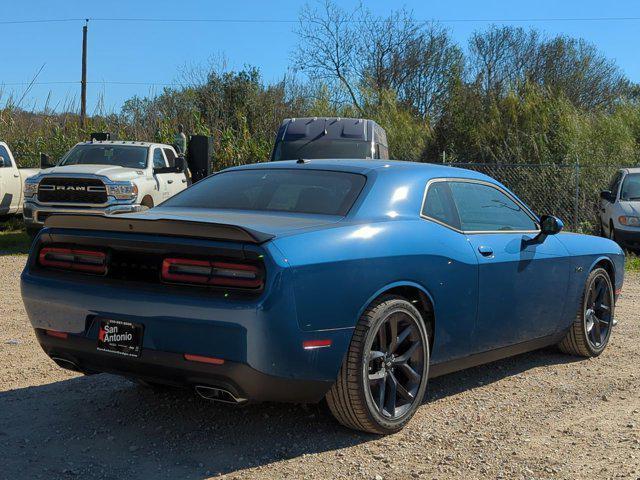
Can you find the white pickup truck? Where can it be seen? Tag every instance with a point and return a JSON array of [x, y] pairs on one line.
[[11, 181], [102, 178]]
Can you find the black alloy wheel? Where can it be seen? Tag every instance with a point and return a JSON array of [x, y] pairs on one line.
[[396, 365], [384, 375], [590, 332], [598, 312]]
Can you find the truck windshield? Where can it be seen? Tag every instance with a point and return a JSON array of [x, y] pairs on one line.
[[129, 156], [631, 187], [292, 150], [284, 190]]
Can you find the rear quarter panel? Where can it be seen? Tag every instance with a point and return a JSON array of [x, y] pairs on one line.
[[585, 252], [338, 271]]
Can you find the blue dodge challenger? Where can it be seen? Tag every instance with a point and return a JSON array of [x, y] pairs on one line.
[[353, 281]]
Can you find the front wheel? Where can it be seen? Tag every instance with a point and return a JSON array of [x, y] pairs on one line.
[[590, 332], [384, 376]]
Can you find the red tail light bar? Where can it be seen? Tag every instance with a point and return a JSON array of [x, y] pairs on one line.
[[78, 260], [209, 272]]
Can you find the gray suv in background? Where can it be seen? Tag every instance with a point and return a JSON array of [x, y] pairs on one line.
[[329, 137]]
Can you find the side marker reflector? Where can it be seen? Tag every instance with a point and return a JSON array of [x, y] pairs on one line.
[[313, 344], [53, 333], [202, 359]]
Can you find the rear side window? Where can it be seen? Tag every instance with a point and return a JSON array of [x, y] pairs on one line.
[[439, 206], [158, 159], [4, 154], [485, 208], [285, 190], [171, 157]]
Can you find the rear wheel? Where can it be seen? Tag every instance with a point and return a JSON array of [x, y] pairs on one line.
[[590, 332], [384, 376]]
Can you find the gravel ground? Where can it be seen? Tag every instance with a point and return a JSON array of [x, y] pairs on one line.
[[539, 415]]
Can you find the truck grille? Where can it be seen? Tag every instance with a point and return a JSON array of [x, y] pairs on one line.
[[72, 190]]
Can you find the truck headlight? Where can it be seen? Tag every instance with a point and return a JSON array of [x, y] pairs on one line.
[[30, 188], [123, 191], [630, 221]]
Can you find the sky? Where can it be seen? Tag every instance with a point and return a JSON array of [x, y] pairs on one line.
[[136, 54]]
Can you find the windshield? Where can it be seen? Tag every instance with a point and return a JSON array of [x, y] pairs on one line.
[[631, 187], [129, 156], [284, 190], [321, 148]]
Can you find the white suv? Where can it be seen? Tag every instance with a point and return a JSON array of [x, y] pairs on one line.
[[620, 208], [102, 178]]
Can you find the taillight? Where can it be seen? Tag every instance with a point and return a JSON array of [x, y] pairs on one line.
[[78, 260], [210, 272]]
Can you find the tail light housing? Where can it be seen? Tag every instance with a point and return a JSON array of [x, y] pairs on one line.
[[74, 259], [212, 272]]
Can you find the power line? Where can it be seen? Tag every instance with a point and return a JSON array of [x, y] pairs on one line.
[[97, 82], [292, 21]]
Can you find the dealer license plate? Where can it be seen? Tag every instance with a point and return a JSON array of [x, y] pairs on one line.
[[120, 337]]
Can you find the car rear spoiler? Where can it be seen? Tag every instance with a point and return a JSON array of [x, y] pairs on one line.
[[161, 226]]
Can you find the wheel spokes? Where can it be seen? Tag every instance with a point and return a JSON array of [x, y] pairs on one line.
[[391, 400], [393, 327], [411, 374], [404, 358], [395, 365]]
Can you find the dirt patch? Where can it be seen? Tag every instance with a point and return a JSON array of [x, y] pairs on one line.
[[539, 415]]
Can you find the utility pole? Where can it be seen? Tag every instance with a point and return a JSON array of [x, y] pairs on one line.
[[83, 83]]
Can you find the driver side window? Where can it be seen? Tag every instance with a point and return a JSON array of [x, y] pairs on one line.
[[484, 208], [158, 159]]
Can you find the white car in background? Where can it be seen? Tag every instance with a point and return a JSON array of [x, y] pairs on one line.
[[12, 179], [103, 178], [620, 208]]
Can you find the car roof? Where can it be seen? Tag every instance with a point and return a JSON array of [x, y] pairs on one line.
[[425, 170], [124, 142]]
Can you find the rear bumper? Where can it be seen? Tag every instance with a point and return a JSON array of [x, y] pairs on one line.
[[259, 337], [80, 354]]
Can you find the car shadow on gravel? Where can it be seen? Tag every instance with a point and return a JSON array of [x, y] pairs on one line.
[[105, 427], [471, 378]]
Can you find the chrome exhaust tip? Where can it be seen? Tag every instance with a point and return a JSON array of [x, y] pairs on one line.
[[219, 395], [66, 363]]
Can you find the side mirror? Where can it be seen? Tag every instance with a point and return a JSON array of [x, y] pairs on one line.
[[45, 161], [607, 195], [550, 225], [179, 164]]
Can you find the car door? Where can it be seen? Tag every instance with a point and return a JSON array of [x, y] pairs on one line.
[[163, 178], [608, 206], [10, 184], [522, 279], [178, 180]]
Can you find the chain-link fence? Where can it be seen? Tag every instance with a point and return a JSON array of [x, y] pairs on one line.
[[570, 192]]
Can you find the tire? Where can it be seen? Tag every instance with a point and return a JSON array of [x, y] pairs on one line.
[[592, 321], [384, 369]]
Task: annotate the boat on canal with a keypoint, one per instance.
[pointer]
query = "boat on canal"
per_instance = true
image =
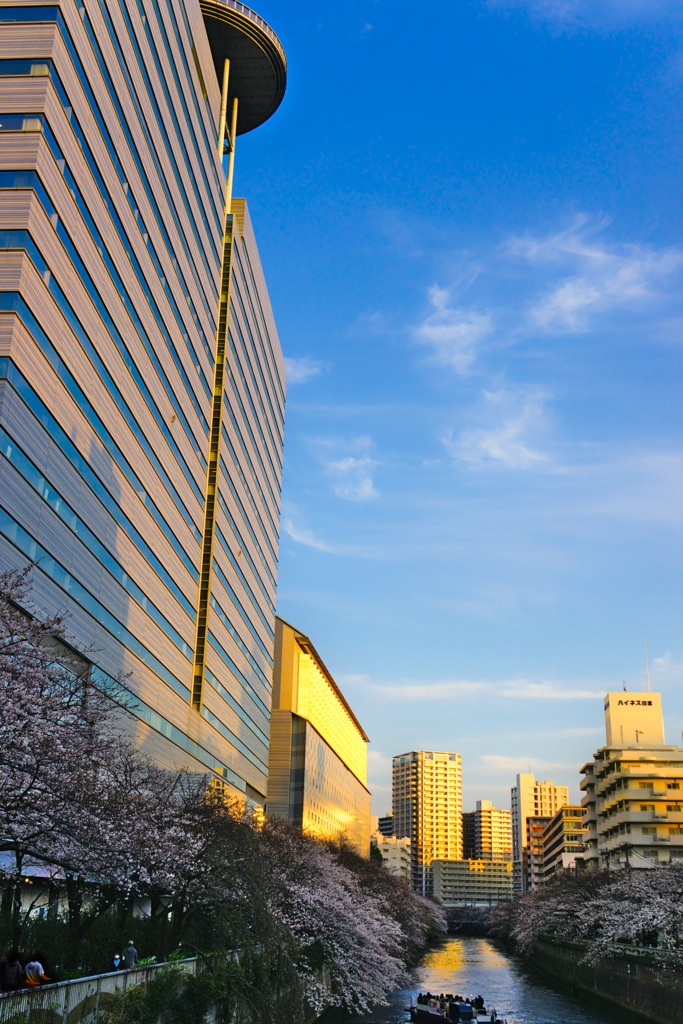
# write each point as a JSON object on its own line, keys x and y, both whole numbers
{"x": 456, "y": 1010}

What you are asked to do:
Produce the material above again in full, with identical lines and no pictures.

Answer box:
Can you find the white pickup truck? Where can it be seen? Tag every instance with a point and return a JSON array of [x, y] pairs on one line.
[[11, 181], [102, 178]]
Can you find the black alloy wheel? Where can it be seen? Tag every instance with a point and return a JSON array of [x, y] pairs on one line.
[[396, 365], [384, 375], [590, 332], [598, 312]]
Can you find the truck windshield? Where can it be seen? Tag every instance with a point and return a JSON array of [x, y] pairs on one line.
[[129, 156], [631, 187], [292, 150], [284, 190]]
Can you find the rear quarter panel? Where can it be seen? Tag every instance with a point and return a JSON array of [x, y] pairs on one line.
[[585, 252], [338, 271]]
Can you find the blue dodge challenger? Where can it be seen? Tag every instance with a point and return a JSON array of [x, y] pairs on one line.
[[353, 281]]
Can you find the front wheel? Where can it be seen? Tag every instance with a point and return a JSON array of [x, y] pairs on one line.
[[590, 332], [384, 376]]
Can you find the red tail light bar? Where can it be seen? Tag every instance with a point and return a JSON array of [x, y] pairs on one line.
[[78, 260], [209, 272]]
Can you find the gray suv in background? Where can it be seen? Tag every instance with a point and return a JSON array of [x, y] pairs on one line.
[[329, 137]]
Can you find the side marker reflector? Where can it be seen? Tag every instance with a point and return a JSON array of [x, y] pairs on one line.
[[313, 344], [53, 333], [202, 359]]
Can you find the rear side window? Where can it be seen? Tag every instance with a point and return a JSON array of [x, y] pairs on one line.
[[439, 206], [158, 159], [4, 154], [485, 208], [285, 190], [171, 157]]
Can you find the rear wheel? Where can it be seen? Tag every instance with a point and return a JSON array of [x, y] pairs on one line.
[[590, 332], [384, 376]]
Can you find the gravel ground? Where can it be seen? Tag every instance with a point and return a JSON array of [x, y] pairs on one line.
[[539, 415]]
Can you find the truck grille? Where can it be seen? Tag every instance with a point and return a JSON array of [x, y] pairs on one line.
[[72, 190]]
Can you find the truck headlight? Where can it be seen? Tag every instance with a point and return a JSON array of [x, y] pairs on one line.
[[30, 188], [123, 191], [630, 221]]
Can you find the sky? Where can it be seen? Tag every instance with a point and return a JSON array of [x, y] pairs on one line.
[[136, 54]]
Can you find the windshield? Where can it be seen? Tag every instance with a point and return a JSON array of [x, y] pairs on one line.
[[631, 187], [129, 156], [284, 190], [321, 148]]
Can you find the white suv? Where can it be seen? Tag every instance with a point and return a JSON array of [x, y] pairs on one line.
[[620, 208], [102, 178]]
Can you find the taillight? Where can it be seen? Tag every instance with a point and return a JSON array of [x, y] pairs on one line.
[[78, 260], [210, 272]]
Can you find the tail light housing? Where can it be seen? Tag every instance with a point and return a JSON array of [x, y] pairs on one line.
[[74, 259], [212, 272]]
Can you find the power line? Where can it be seen? Tag every instance with a point and return a JSON array of [x, y] pairs on one line.
[[97, 82], [292, 21]]
Can you find the dealer license plate? Where can it be seen? Tag every instance with a point and return a JSON array of [x, y] pairs on one line.
[[120, 337]]
Can you find the car rear spoiler? Where can it be seen? Tag every instance with a point and return a JSON array of [x, y] pairs on one line.
[[161, 226]]
Can you find the wheel spokes? Where can it be seen? Tag every instance with a point and return a JSON array of [x, y] pairs on one line.
[[391, 400], [393, 327], [411, 374], [404, 358], [395, 365]]
Can you find the dirt patch? Where can it be seen? Tag every instance with a point and return a JSON array of [x, y] pairs on one line.
[[539, 415]]
Can you find the utility pole? Where can it be seen? Tag every instance with a point and return a JSON array of [x, y] pairs on one line.
[[83, 83]]
Can you find the driver side window? Where can it be seen? Tag every instance with a point and return a JSON array of [x, y] pairs on one line.
[[484, 208], [158, 159]]
Can you find the white car in background? Where can it be seen? Tag every instance with a point and return a JSON array of [x, y] pairs on one line.
[[12, 179], [103, 178], [620, 208]]
Can you find the car roof? Where can it be seen? Tag every instance with a point and return a JSON array of [x, y] pairs on one line.
[[425, 170], [124, 142]]
Can you find the rear bumper? Where can it be seen? Tag every instance with a point and return a JSON array of [x, y] pairs on one line.
[[259, 337], [80, 354]]
Can you find the car shadow on gravel? Where can it be seen? Tag every instance with a point and return a JSON array of [x, y] pairs on one line.
[[105, 427], [471, 378]]
Can you find the chrome exhaust tip? Where can it be seen? Tag every instance with a point and return a JSON array of [x, y] pairs on one line.
[[219, 395], [66, 363]]
Can you find the side mirror? Where can it be seen? Tag every instance with a point and return a JSON array of [x, y] pairs on one line.
[[45, 161], [607, 195], [550, 225], [179, 164]]
Can you find the car door? Where can it be seen? Tag every instance with a point and return a JSON array of [x, y] pairs on one line.
[[163, 178], [608, 206], [10, 184], [522, 279], [178, 180]]
Can you find the chain-link fence? Where can it be seen? Tag every instance with a point and return a JSON array of [x, y] pairs on one line.
[[570, 192]]
Can you find the tire? Where can it be seen? Tag every instance with a point and return a JSON array of [x, y] pairs on one line.
[[592, 321], [384, 369]]
Task: annotate the boat on canal with a keypoint, one per instance.
[pointer]
query = "boat on canal"
per_instance = true
image =
# write each point as a JSON object on its own line, keys x and y, both whole numbers
{"x": 456, "y": 1010}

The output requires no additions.